**Instructions for the task:** In the records below, reproduce exactly the lines from the one containing "the suit lapel" through the one containing "the red brick", both included, and omit the pictures.

**Listed records:**
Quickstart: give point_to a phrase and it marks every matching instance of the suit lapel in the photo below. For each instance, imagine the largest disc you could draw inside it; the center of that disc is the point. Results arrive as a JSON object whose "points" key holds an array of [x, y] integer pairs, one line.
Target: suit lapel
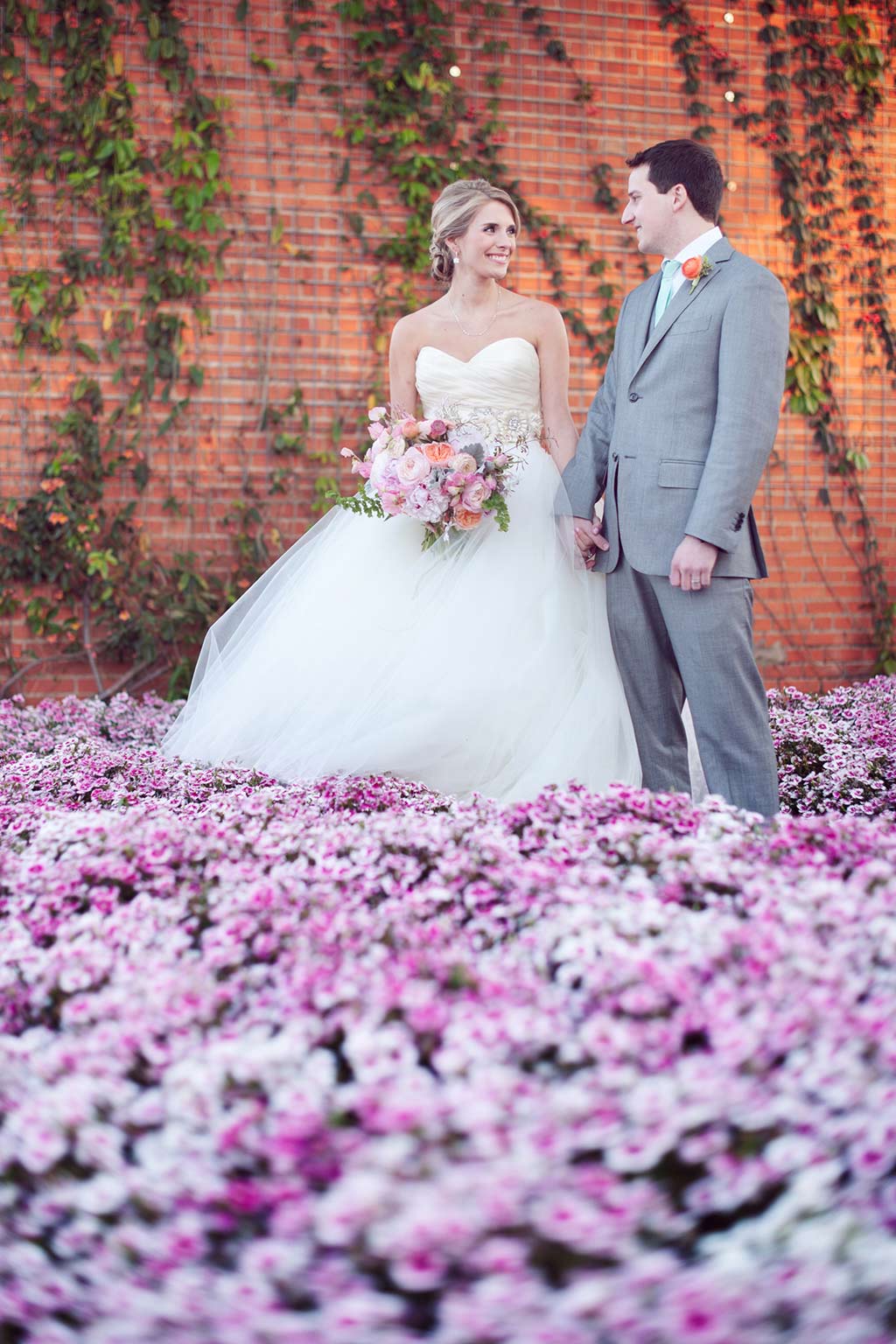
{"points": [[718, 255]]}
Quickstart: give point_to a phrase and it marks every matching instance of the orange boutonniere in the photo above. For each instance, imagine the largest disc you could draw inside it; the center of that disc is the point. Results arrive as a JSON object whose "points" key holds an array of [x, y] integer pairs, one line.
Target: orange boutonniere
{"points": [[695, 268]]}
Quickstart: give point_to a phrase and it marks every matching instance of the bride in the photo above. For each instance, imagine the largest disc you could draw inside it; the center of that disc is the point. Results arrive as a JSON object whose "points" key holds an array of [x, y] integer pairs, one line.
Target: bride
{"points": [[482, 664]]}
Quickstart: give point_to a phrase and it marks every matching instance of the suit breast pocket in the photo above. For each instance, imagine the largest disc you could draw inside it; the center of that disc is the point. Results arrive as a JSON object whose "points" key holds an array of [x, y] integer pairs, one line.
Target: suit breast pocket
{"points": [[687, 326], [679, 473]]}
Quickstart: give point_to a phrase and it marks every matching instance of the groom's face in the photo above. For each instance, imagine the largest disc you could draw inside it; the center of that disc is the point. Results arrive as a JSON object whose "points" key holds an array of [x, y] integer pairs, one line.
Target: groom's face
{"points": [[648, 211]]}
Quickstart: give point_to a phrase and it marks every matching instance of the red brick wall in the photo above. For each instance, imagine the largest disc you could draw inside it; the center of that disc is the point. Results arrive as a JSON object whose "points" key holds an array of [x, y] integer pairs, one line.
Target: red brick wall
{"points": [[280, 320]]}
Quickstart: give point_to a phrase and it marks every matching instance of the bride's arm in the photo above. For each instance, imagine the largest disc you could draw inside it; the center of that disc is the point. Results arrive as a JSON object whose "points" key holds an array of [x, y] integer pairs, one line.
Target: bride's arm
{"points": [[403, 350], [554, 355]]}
==
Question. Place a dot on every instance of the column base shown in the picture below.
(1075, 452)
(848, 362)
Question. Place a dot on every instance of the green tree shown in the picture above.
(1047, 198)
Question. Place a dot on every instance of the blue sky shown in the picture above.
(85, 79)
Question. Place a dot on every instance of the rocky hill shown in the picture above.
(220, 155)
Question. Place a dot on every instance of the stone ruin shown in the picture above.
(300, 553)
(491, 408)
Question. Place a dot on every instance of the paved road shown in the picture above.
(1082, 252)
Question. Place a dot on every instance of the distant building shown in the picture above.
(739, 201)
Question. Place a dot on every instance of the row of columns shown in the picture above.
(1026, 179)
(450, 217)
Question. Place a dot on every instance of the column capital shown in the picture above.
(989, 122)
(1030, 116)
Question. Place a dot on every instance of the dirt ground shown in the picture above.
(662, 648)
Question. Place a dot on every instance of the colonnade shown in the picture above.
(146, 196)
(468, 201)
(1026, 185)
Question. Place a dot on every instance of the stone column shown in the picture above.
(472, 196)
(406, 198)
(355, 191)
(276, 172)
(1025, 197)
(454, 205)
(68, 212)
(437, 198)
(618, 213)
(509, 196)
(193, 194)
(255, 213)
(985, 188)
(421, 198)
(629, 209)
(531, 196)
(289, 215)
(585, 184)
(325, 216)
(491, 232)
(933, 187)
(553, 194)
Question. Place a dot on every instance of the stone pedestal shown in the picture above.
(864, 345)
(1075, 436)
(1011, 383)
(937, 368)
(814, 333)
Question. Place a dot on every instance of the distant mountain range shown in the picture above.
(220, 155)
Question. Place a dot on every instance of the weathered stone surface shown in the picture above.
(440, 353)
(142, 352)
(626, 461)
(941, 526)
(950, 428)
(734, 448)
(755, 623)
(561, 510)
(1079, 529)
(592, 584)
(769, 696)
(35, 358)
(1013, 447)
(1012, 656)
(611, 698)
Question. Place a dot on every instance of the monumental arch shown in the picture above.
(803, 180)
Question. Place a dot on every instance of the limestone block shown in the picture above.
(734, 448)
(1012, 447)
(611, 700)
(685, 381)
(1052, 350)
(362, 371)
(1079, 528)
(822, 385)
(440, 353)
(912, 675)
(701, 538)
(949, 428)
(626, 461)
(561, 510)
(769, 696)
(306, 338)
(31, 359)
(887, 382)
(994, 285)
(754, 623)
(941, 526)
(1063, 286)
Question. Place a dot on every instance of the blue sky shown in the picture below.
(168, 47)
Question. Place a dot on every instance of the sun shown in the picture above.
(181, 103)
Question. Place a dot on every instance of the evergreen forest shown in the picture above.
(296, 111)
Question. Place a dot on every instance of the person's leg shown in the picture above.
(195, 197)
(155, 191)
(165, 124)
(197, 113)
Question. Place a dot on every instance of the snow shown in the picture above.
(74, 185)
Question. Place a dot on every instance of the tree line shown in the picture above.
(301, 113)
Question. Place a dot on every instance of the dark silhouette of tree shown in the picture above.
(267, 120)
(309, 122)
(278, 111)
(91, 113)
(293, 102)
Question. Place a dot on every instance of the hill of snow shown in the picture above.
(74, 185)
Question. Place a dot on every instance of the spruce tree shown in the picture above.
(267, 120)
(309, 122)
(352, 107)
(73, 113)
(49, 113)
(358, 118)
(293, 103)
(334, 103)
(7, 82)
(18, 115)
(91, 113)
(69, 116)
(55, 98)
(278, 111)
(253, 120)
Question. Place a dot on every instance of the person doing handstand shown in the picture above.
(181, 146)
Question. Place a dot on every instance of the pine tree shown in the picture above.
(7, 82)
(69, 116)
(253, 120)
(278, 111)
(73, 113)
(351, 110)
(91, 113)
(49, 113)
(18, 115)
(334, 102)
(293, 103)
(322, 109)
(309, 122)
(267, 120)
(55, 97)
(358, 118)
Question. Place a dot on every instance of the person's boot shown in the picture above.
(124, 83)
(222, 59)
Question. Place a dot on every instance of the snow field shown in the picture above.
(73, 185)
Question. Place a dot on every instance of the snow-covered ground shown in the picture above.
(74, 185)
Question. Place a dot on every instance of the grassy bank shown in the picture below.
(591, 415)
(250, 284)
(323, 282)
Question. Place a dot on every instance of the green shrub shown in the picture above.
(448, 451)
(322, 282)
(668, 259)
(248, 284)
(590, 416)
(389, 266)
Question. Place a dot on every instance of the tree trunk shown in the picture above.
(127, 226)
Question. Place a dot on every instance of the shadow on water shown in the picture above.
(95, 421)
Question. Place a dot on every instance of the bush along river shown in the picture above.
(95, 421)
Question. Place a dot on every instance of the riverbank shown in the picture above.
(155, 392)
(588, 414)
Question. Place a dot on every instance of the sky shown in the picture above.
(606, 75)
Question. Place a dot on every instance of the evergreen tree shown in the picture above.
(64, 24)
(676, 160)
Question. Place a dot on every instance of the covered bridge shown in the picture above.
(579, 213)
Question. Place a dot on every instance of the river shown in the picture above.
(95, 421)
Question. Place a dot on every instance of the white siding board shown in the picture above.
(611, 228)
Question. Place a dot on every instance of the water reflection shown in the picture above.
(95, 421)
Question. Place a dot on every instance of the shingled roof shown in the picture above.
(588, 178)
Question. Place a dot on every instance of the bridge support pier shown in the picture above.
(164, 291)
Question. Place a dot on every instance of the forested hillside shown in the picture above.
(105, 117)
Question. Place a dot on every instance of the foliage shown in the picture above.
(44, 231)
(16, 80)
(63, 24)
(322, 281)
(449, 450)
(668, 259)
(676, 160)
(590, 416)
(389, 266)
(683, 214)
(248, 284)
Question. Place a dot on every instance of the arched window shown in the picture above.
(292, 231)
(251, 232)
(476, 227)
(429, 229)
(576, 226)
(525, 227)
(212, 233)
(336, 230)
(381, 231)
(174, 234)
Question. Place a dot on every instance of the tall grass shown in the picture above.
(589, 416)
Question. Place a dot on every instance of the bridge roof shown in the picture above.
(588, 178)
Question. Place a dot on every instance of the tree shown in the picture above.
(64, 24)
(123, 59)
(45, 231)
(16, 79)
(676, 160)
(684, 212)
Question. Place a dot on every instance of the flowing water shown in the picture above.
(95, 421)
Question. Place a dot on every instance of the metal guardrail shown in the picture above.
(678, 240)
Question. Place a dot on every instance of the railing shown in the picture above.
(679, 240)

**Output of the exercise:**
Quickstart: give point_to a phrase and it marks every matching instance of the suit lapel in the photo below. For each instance, imagine the largest disc you could draw inside it; the center of that disc is the point. Results arrive as a JSON object whose "points" key holds an array of [x, y] integer pairs, one line.
Target: suit lapel
{"points": [[718, 255]]}
Quickstart: give point_to a phrase and it marks every matching instance of the orange boutonniere in the photo above. For each instance, imagine the largest disc you could draw inside it; the center of that disc is the point. Results arrive as a JSON object whose "points" key holds an array of [x, y] integer pairs, one line.
Target: orange boutonniere
{"points": [[695, 268]]}
Quickstart: give point_to a phrase and it marks every matching instance of the bride in the photo above. For each instance, imagine the largest disc you could draw inside it; the center of that disc is the point. Results arrive as a JSON object whose "points" key holds an array of [x, y] integer pairs, one line.
Target: bride
{"points": [[482, 664]]}
Quickstart: give point_to a phrase and it marks every matching instance of the suit breast pocket in the photo above. For each instance, imagine the largest disc you could draw inside it; the center of that disc is the point. Results arrive as a JSON object whose "points" key holds an array of [x, y] integer pairs, one line.
Target: suit breast pocket
{"points": [[687, 326], [679, 473]]}
Quickstart: give point_to a phrase and it marks every matching instance of the groom's face in the photo above. For each instance, imagine the largest disc you could draw inside it; the center of that disc is the point. Results arrive as a JSON object whose "points" key holds an array of [x, y] integer pairs, one line.
Target: groom's face
{"points": [[648, 211]]}
Quickstart: give point_to a phrase and it marks every matching instance of the red brick wall in the photo above. For each instance, imagine the largest disc you could draw inside it; the center of that disc is the point. Results arrive as a JSON object whose "points" key holds an array of [x, y] integer pairs, one line.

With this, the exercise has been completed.